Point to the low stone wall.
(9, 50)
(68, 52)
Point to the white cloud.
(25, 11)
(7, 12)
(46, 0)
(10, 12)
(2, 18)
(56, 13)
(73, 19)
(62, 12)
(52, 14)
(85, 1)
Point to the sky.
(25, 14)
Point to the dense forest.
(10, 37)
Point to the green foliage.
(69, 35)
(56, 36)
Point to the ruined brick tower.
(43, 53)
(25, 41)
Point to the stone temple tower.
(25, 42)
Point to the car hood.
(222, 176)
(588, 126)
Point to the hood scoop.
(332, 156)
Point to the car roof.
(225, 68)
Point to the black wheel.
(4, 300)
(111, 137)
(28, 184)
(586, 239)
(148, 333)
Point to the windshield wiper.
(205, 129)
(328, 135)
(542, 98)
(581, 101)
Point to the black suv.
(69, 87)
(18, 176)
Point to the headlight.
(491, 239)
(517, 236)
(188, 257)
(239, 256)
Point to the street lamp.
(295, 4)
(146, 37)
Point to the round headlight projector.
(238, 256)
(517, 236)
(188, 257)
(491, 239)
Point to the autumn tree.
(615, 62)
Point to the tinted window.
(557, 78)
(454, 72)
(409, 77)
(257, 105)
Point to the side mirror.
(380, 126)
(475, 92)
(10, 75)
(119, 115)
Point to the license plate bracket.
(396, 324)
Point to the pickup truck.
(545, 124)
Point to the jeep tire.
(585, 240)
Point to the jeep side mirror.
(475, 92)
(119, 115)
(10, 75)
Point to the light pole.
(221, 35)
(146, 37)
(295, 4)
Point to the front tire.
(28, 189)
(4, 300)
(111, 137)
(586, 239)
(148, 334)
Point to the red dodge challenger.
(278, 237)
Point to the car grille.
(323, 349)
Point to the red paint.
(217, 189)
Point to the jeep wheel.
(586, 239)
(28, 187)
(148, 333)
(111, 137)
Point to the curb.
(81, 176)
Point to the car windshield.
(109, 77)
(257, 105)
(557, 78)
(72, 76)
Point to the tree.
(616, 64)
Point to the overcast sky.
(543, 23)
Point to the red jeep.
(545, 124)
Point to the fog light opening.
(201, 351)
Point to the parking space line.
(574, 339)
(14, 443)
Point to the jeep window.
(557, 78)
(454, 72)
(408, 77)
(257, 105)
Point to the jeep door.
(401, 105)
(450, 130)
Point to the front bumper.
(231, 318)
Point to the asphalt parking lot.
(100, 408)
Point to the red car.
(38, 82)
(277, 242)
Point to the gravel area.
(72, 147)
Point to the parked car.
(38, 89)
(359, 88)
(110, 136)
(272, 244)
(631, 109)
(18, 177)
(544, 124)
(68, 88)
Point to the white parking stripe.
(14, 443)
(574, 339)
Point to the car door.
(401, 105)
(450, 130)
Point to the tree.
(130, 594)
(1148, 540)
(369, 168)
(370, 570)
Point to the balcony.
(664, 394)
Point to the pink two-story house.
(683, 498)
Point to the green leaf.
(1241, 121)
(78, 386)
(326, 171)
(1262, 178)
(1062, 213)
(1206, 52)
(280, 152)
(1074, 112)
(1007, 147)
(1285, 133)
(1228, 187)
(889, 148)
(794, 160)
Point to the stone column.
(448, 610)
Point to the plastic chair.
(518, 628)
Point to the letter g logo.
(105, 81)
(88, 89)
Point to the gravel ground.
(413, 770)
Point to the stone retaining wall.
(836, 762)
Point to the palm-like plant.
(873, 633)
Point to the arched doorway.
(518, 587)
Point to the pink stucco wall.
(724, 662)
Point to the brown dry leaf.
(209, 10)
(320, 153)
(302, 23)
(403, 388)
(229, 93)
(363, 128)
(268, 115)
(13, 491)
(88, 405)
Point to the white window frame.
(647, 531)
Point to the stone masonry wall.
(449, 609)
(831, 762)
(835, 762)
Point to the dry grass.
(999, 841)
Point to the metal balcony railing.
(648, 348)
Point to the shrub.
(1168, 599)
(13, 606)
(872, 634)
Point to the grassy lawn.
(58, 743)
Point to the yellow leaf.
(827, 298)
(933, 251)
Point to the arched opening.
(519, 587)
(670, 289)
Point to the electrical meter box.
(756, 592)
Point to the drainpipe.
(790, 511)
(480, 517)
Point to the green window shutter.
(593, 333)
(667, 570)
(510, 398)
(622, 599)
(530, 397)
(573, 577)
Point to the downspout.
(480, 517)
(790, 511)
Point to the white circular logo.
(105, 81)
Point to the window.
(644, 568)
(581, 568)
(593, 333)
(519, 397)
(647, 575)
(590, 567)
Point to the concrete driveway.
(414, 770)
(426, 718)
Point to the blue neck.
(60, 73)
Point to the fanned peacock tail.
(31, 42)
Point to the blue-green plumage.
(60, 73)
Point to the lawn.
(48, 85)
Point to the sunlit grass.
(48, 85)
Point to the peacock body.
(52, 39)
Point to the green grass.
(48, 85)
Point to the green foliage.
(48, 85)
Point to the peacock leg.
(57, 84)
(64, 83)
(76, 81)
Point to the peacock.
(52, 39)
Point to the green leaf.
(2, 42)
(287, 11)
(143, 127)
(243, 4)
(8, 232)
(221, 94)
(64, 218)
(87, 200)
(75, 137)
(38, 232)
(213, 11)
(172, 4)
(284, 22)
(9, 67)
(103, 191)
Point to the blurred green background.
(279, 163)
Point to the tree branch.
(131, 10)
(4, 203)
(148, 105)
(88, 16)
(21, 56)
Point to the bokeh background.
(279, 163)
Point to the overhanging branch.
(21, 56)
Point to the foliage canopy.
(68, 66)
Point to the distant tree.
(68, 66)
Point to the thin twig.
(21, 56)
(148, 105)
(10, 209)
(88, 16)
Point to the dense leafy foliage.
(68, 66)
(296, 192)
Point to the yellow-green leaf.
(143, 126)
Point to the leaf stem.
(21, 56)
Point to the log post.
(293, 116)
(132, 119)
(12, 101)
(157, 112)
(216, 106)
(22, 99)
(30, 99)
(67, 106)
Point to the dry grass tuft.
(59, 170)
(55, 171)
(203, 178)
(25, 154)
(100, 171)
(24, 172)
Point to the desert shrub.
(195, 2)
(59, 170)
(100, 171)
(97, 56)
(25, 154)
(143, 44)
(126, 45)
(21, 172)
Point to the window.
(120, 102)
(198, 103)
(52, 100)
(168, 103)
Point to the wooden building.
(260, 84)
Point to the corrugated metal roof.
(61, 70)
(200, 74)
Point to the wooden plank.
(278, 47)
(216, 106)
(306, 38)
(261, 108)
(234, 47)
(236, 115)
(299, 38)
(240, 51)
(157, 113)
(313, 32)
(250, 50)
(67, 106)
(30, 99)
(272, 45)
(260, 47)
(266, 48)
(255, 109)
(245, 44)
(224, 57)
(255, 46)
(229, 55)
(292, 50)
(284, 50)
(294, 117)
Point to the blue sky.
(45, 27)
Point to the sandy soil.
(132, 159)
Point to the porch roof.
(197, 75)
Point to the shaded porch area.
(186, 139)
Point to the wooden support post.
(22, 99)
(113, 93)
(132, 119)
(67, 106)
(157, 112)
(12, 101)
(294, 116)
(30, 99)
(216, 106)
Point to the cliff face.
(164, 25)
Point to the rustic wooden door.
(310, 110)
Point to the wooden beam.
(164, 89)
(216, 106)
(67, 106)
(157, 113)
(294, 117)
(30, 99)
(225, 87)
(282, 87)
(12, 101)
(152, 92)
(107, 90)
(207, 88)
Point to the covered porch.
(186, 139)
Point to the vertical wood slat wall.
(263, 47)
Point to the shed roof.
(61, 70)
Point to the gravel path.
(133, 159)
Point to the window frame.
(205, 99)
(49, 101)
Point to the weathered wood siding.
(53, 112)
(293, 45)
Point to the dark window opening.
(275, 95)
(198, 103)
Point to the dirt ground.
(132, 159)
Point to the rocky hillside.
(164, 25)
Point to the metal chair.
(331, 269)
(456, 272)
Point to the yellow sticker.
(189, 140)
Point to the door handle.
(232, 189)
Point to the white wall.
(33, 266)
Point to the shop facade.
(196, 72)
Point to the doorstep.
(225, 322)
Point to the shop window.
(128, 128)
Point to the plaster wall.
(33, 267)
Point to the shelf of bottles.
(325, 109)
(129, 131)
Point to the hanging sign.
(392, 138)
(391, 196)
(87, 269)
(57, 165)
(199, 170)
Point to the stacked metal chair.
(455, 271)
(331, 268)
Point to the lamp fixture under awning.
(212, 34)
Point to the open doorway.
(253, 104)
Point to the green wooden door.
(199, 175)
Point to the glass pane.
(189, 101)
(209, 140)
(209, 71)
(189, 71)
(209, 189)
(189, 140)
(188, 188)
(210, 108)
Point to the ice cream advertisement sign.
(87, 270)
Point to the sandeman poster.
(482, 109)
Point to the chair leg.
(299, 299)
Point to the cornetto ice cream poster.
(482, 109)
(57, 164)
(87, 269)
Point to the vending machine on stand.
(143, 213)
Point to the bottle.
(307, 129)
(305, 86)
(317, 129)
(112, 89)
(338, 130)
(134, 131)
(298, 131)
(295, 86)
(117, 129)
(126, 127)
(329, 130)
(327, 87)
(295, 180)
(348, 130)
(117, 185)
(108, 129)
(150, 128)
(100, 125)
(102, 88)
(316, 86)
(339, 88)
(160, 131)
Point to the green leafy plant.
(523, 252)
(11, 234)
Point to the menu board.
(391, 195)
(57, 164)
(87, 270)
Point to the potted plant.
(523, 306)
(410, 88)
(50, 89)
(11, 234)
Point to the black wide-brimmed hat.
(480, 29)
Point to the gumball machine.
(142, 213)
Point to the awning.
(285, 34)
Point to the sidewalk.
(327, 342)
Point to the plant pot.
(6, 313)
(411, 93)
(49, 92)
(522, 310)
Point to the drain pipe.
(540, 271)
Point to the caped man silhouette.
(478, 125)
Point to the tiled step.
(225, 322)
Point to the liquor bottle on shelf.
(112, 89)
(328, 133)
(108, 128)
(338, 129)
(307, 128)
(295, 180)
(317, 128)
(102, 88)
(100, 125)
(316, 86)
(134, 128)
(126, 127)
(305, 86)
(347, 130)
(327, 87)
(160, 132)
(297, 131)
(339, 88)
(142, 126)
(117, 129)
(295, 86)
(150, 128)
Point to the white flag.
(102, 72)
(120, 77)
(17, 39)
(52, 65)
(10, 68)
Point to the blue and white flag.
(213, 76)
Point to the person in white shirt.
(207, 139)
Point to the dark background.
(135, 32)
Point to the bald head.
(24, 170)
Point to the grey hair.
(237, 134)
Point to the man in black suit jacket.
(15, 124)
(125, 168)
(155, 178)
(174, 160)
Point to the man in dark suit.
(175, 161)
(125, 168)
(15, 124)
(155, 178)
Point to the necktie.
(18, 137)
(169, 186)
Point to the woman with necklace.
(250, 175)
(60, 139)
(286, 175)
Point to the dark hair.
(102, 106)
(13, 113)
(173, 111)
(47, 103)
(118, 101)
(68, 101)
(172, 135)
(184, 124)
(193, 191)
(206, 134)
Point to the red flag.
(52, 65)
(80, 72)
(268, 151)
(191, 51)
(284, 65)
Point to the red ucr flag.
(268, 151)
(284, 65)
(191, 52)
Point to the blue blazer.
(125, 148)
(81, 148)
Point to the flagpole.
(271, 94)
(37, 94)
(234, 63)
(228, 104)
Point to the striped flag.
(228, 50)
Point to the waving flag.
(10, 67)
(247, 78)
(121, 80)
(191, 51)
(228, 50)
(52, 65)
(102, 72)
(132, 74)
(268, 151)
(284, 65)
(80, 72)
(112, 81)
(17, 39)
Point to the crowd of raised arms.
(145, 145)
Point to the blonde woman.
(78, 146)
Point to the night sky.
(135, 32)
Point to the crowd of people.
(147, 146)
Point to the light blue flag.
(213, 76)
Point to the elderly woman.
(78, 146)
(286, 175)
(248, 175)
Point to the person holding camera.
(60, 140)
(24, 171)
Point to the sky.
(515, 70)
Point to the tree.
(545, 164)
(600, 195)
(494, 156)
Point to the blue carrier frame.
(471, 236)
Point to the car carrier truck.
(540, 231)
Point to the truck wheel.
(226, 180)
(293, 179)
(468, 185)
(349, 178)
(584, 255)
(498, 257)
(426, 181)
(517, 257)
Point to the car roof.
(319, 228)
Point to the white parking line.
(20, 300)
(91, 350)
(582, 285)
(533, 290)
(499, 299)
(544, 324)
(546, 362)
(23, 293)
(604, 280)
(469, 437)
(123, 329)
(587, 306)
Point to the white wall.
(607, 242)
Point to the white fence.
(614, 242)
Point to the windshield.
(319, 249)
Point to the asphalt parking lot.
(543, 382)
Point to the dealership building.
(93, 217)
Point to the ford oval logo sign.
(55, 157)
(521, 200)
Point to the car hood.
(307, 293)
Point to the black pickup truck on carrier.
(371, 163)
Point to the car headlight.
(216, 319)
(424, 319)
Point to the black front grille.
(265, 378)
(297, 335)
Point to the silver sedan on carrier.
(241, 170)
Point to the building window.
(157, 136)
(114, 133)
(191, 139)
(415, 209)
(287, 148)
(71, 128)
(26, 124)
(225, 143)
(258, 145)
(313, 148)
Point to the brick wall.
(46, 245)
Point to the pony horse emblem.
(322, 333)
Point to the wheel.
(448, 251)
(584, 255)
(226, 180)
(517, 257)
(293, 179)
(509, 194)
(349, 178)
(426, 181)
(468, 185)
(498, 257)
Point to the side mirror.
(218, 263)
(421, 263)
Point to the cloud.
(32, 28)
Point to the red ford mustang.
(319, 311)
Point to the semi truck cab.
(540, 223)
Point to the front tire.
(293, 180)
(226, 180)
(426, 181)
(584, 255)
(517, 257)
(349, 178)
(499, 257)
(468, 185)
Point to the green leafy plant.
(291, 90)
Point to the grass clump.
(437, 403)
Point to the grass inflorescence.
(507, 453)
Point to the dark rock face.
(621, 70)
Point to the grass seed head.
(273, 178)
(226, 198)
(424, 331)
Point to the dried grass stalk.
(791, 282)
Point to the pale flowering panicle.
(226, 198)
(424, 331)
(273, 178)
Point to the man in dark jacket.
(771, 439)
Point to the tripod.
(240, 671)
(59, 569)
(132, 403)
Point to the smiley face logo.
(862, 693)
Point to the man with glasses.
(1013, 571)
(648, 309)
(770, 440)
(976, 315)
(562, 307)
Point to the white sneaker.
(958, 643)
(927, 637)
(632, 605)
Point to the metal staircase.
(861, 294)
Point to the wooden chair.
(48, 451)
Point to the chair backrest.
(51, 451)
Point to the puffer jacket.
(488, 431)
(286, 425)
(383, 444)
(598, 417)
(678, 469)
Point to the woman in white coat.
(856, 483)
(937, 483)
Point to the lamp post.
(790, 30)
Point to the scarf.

========================================

Your goal:
Recast everything from the line containing "Point to the woman in white coat." down to the end of the listing above as a JSON list of strings, one string per line, with any blank lines left out.

Answer below:
[
  "Point to the woman in white coat.",
  "(856, 483)",
  "(937, 483)",
  "Point to the lamp post.",
  "(790, 30)",
  "Point to the scarf."
]